** START Records for processing **

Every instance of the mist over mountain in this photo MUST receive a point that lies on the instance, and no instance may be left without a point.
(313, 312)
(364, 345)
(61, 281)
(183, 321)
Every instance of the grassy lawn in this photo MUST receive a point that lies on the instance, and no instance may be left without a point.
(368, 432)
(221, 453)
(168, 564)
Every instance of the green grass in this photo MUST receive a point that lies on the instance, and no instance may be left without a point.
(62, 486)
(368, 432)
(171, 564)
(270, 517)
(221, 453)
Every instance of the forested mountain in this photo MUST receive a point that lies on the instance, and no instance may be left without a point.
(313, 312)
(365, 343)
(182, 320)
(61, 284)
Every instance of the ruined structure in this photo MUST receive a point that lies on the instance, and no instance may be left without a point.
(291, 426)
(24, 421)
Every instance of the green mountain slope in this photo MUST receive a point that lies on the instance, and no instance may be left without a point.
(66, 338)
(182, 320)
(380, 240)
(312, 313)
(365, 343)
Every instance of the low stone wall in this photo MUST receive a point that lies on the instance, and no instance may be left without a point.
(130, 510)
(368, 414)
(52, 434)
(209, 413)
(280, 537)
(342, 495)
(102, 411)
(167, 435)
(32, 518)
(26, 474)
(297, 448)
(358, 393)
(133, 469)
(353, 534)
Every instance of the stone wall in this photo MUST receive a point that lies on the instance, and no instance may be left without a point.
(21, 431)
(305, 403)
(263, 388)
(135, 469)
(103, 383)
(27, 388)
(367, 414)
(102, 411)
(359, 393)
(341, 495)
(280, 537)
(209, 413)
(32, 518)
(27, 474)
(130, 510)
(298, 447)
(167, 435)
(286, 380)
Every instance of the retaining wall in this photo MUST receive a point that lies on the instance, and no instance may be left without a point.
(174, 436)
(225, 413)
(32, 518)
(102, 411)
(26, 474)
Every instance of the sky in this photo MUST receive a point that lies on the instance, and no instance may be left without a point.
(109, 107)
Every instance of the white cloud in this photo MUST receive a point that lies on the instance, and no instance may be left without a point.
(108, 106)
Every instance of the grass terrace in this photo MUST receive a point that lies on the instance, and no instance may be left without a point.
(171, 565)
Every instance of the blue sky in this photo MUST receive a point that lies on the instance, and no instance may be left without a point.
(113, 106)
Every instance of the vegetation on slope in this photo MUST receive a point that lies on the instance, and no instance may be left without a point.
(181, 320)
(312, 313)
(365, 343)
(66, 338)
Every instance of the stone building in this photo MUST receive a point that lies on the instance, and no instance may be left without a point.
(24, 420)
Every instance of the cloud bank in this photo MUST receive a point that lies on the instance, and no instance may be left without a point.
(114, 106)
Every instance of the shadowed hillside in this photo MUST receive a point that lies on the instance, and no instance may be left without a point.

** END Records for processing **

Your goal> Write out all records exactly, keeping every detail.

Answer to this exercise>
Every instance of the mist over mountain in this photo MUST receive a point that lies on the instance, and no instance may be left without a point.
(313, 312)
(364, 345)
(61, 281)
(183, 321)
Every instance of the grassy lawn in this photo MUST receive a point that lies on the instance, and no instance may be left without a point.
(368, 432)
(221, 453)
(168, 564)
Every instance of the green grass in this photo MUST receive a point that lies on the instance, and no instance may be left without a point.
(62, 486)
(368, 432)
(171, 564)
(270, 517)
(221, 453)
Every instance of the forested mountain in this photo MUST receive a point that lies on the instance, and no instance may be left without a point.
(313, 312)
(365, 343)
(182, 320)
(61, 284)
Every instance of the ruined structure in this photo MUST receive a point that lies on the instance, and no instance may be left without a point.
(291, 426)
(24, 421)
Every instance of the green mountain slope in this photo MUST receive a point that lies on the instance, and no instance may be left without a point.
(66, 338)
(182, 320)
(380, 240)
(312, 313)
(365, 343)
Every instance of the low stone wall in this photo MUST receive a point that lies on the instance, and no instance may be left without a point.
(130, 510)
(368, 414)
(52, 434)
(209, 413)
(280, 537)
(342, 495)
(102, 411)
(167, 435)
(32, 518)
(26, 474)
(297, 448)
(358, 393)
(133, 469)
(353, 534)
Every instance of the stone wall in this photo MUST receive a point that lies on the instance, and no instance may be left without a point.
(21, 431)
(305, 403)
(263, 388)
(135, 469)
(103, 383)
(27, 388)
(367, 414)
(102, 411)
(359, 393)
(341, 495)
(280, 537)
(209, 413)
(32, 518)
(27, 474)
(130, 510)
(298, 447)
(167, 435)
(286, 380)
Every instance of the retaining wall in this photo MUST receive a point that lies on the instance, and no instance may be left without a point.
(174, 436)
(225, 413)
(32, 518)
(102, 411)
(26, 474)
Every instance of the sky in this photo MUST receive a point that lies on the instance, and no instance may be left without a point.
(109, 107)
Every instance of the white cloud in this photo MUST receive a point that lies on the instance, and no instance may be left without a point.
(108, 106)
Every instance of the grass terrace in this photo MUST receive a point that lies on the instance, and no instance may be left without a point.
(171, 565)
Every instance of the blue sky in this photo MUST receive a point that lies on the instance, and no instance may be left without a point.
(113, 106)
Every instance of the vegetation on slope in this photo MUST receive a point that lies on the instance, and no instance may be left without a point.
(181, 320)
(312, 313)
(365, 343)
(66, 338)
Every instance of the stone building in this photo MUST receive a point that lies on the instance, and no instance may be left without a point.
(24, 420)
Every instance of the cloud bank in this photo MUST receive a point that lies on the instance, and no instance may be left without a point.
(114, 106)
Every instance of the shadowed hillside in this photo MUST receive a point that lies on the instance, and no instance may be left without a point.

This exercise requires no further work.